WRITTEN TASK
Pick out every line in the listing below that contains the string "field", and copy each of those lines unchanged.

START DATA FOR THIS TASK

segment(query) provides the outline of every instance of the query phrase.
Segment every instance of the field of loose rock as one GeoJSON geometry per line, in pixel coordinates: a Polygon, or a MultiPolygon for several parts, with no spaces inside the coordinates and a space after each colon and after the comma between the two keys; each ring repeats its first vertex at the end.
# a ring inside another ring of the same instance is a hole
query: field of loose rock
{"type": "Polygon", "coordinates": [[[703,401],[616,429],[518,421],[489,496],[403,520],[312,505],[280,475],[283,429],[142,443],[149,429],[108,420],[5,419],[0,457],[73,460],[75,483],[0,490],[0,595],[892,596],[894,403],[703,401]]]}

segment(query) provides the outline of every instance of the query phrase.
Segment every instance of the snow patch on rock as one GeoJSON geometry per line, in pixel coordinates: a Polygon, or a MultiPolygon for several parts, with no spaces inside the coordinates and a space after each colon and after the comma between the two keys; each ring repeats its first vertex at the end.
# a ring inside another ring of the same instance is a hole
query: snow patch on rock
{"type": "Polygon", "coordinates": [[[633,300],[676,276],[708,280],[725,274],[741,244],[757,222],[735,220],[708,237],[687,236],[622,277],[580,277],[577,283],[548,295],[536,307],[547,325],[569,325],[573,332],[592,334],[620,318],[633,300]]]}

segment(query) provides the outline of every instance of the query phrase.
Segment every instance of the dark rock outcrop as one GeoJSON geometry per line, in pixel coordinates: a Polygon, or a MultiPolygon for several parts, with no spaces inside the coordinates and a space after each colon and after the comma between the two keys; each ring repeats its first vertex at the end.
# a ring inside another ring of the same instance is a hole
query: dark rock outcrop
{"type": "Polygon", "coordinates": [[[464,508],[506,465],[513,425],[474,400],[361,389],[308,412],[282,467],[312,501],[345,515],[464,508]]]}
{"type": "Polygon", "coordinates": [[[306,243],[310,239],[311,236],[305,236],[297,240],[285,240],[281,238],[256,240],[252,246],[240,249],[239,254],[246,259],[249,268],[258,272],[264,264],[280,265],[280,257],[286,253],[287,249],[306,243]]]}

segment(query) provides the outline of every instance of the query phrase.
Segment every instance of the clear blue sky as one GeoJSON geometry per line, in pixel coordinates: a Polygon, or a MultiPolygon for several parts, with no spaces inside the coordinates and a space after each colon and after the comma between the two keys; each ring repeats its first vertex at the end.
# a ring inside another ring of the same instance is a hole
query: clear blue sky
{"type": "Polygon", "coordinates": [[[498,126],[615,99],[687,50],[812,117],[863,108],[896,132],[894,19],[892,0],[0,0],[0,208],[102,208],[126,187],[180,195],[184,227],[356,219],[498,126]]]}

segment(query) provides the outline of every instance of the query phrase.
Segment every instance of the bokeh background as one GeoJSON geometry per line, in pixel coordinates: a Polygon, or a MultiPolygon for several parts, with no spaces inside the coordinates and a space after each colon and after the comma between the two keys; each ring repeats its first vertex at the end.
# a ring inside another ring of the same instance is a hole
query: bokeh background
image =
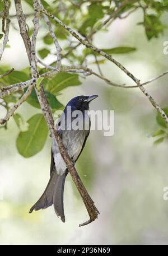
{"type": "MultiPolygon", "coordinates": [[[[163,17],[165,22],[167,18],[167,14],[163,17]]],[[[114,57],[144,82],[167,69],[163,43],[168,40],[168,30],[148,41],[143,27],[136,25],[142,18],[138,11],[124,20],[118,19],[108,32],[97,33],[95,41],[102,48],[137,47],[136,52],[114,57]]],[[[22,69],[28,62],[21,38],[14,28],[9,40],[11,48],[5,50],[1,64],[22,69]]],[[[42,44],[39,40],[38,48],[42,44]]],[[[52,60],[49,56],[45,61],[52,60]]],[[[95,64],[90,67],[97,71],[95,64]]],[[[111,63],[106,61],[101,68],[112,81],[133,84],[111,63]]],[[[146,87],[161,106],[167,106],[167,77],[146,87]]],[[[168,142],[153,145],[151,135],[158,126],[148,99],[138,89],[114,88],[92,76],[62,92],[58,99],[64,104],[76,95],[98,94],[91,109],[115,110],[114,135],[104,137],[103,131],[92,131],[76,164],[100,212],[99,218],[78,227],[88,217],[69,175],[64,191],[65,224],[53,207],[28,213],[49,179],[52,142],[48,138],[40,153],[24,158],[17,151],[19,131],[11,118],[8,129],[0,129],[0,244],[168,244],[168,201],[163,199],[163,189],[168,186],[168,142]]],[[[5,113],[0,109],[1,118],[5,113]]],[[[40,110],[25,103],[18,111],[27,120],[40,110]]]]}

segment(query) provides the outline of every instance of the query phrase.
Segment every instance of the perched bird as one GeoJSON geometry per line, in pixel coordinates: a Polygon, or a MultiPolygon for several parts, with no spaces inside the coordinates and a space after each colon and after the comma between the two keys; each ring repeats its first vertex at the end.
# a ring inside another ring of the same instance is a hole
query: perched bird
{"type": "MultiPolygon", "coordinates": [[[[97,95],[78,96],[66,105],[58,119],[55,128],[61,137],[69,157],[75,163],[82,152],[88,136],[90,120],[87,114],[90,103],[97,95]]],[[[65,180],[68,173],[57,142],[53,141],[51,152],[50,178],[46,188],[29,213],[54,204],[57,216],[65,222],[63,192],[65,180]]]]}

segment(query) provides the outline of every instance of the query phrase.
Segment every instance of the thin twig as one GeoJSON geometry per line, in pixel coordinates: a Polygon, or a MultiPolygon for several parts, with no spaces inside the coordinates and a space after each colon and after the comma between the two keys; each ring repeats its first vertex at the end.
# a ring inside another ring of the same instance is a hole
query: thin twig
{"type": "Polygon", "coordinates": [[[2,75],[0,75],[0,78],[2,78],[2,77],[4,77],[4,76],[7,76],[8,75],[10,74],[13,71],[14,71],[14,68],[11,68],[11,69],[9,70],[8,71],[6,72],[6,73],[4,73],[2,75]]]}
{"type": "Polygon", "coordinates": [[[53,30],[52,25],[49,21],[49,20],[48,17],[47,16],[45,15],[44,15],[44,18],[46,23],[46,25],[48,25],[50,34],[51,37],[53,38],[55,46],[56,48],[56,51],[57,51],[57,64],[56,64],[56,68],[59,69],[60,68],[61,66],[61,51],[62,49],[59,45],[59,44],[58,43],[58,41],[55,36],[55,33],[53,30]]]}
{"type": "Polygon", "coordinates": [[[76,38],[78,41],[80,41],[83,45],[85,45],[87,48],[90,49],[91,50],[93,50],[95,52],[99,53],[99,54],[101,55],[104,57],[106,58],[106,59],[109,59],[111,62],[113,62],[116,66],[117,66],[121,70],[122,70],[125,74],[129,76],[132,80],[133,80],[137,86],[139,87],[140,90],[142,91],[143,94],[146,96],[150,103],[152,105],[154,106],[154,108],[156,109],[157,112],[160,114],[162,117],[165,119],[166,124],[168,125],[168,118],[166,115],[165,111],[161,109],[161,108],[156,103],[156,101],[150,95],[147,90],[143,87],[143,86],[141,86],[140,80],[137,79],[132,73],[130,73],[128,69],[127,69],[121,63],[120,63],[118,61],[115,59],[114,58],[105,52],[103,52],[101,49],[95,47],[93,45],[90,44],[88,41],[83,39],[81,35],[79,33],[77,33],[73,30],[72,30],[71,27],[67,26],[64,24],[62,21],[61,21],[58,18],[54,16],[53,15],[51,14],[49,12],[48,12],[45,9],[42,9],[41,12],[44,13],[49,17],[52,18],[53,20],[54,20],[57,23],[59,24],[64,27],[66,30],[67,30],[73,36],[76,38]]]}
{"type": "Polygon", "coordinates": [[[5,17],[4,17],[3,20],[6,20],[6,27],[4,30],[4,36],[2,43],[2,45],[0,49],[0,60],[1,60],[3,53],[4,52],[5,46],[8,40],[8,36],[10,32],[10,27],[11,20],[9,18],[9,8],[10,8],[10,2],[8,0],[4,0],[4,12],[5,17]]]}
{"type": "Polygon", "coordinates": [[[38,62],[39,62],[39,63],[41,64],[41,65],[43,65],[46,68],[49,68],[50,69],[55,70],[55,68],[52,67],[52,66],[47,65],[46,64],[44,63],[44,62],[43,62],[40,59],[39,59],[39,58],[36,57],[36,59],[38,62]]]}
{"type": "Polygon", "coordinates": [[[25,16],[24,14],[24,12],[22,12],[21,1],[15,0],[15,3],[18,23],[20,27],[20,34],[24,41],[29,62],[30,62],[30,50],[31,49],[31,42],[28,35],[27,27],[26,26],[25,16]]]}

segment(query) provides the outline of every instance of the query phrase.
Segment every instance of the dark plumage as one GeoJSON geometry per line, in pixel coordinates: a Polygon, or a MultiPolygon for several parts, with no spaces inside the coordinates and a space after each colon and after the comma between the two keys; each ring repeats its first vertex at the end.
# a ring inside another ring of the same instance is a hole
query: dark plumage
{"type": "MultiPolygon", "coordinates": [[[[89,103],[97,97],[97,95],[79,96],[73,98],[67,104],[63,113],[57,122],[56,128],[61,136],[64,147],[74,162],[76,162],[82,152],[90,133],[90,120],[87,114],[87,110],[89,109],[89,103]],[[80,110],[83,115],[73,117],[76,110],[80,110]],[[69,116],[69,114],[71,118],[67,119],[67,118],[69,116]],[[76,118],[78,118],[79,121],[83,122],[82,129],[73,128],[72,124],[73,121],[77,120],[76,118]],[[72,125],[72,129],[69,129],[72,125]]],[[[30,213],[34,210],[38,211],[54,204],[56,214],[58,216],[60,216],[63,222],[65,222],[63,192],[65,180],[68,173],[68,169],[59,153],[57,143],[53,141],[51,153],[50,178],[44,192],[31,208],[30,213]]]]}

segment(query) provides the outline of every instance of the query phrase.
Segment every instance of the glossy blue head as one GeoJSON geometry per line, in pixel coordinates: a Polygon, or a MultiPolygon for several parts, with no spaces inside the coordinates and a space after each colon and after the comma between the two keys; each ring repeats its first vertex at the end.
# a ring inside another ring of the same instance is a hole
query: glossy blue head
{"type": "Polygon", "coordinates": [[[67,106],[71,106],[72,111],[74,110],[88,110],[90,103],[98,97],[98,95],[91,95],[91,96],[77,96],[72,99],[70,101],[68,102],[67,106]]]}

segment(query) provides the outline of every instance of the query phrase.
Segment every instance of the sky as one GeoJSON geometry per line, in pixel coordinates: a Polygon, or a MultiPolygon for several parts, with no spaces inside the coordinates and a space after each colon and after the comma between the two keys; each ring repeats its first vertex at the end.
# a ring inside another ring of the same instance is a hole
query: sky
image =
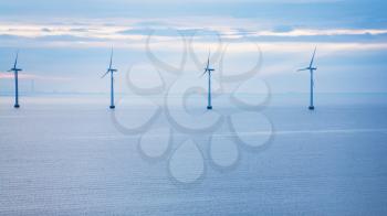
{"type": "Polygon", "coordinates": [[[7,71],[17,50],[24,94],[108,93],[101,75],[111,47],[122,93],[129,68],[142,85],[156,85],[156,72],[168,74],[149,52],[178,67],[185,47],[181,73],[202,85],[211,50],[211,64],[224,74],[260,60],[257,76],[272,91],[307,93],[308,74],[295,71],[308,65],[315,46],[317,93],[387,93],[386,9],[384,0],[0,1],[0,94],[13,90],[7,71]]]}

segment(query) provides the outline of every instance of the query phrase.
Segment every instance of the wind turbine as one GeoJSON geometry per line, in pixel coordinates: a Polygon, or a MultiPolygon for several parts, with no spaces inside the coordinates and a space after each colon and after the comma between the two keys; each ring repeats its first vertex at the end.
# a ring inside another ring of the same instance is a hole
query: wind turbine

END DATA FOR THIS TASK

TASK OUTPUT
Segment every instance of the field of loose rock as one GeoJSON geometry per line, in pixel coordinates: a Polygon, or a MultiPolygon for several parts, with no spaces inside the coordinates and a space after each colon and after the comma between the two keys; each ring repeats its first vertex at the end.
query: field of loose rock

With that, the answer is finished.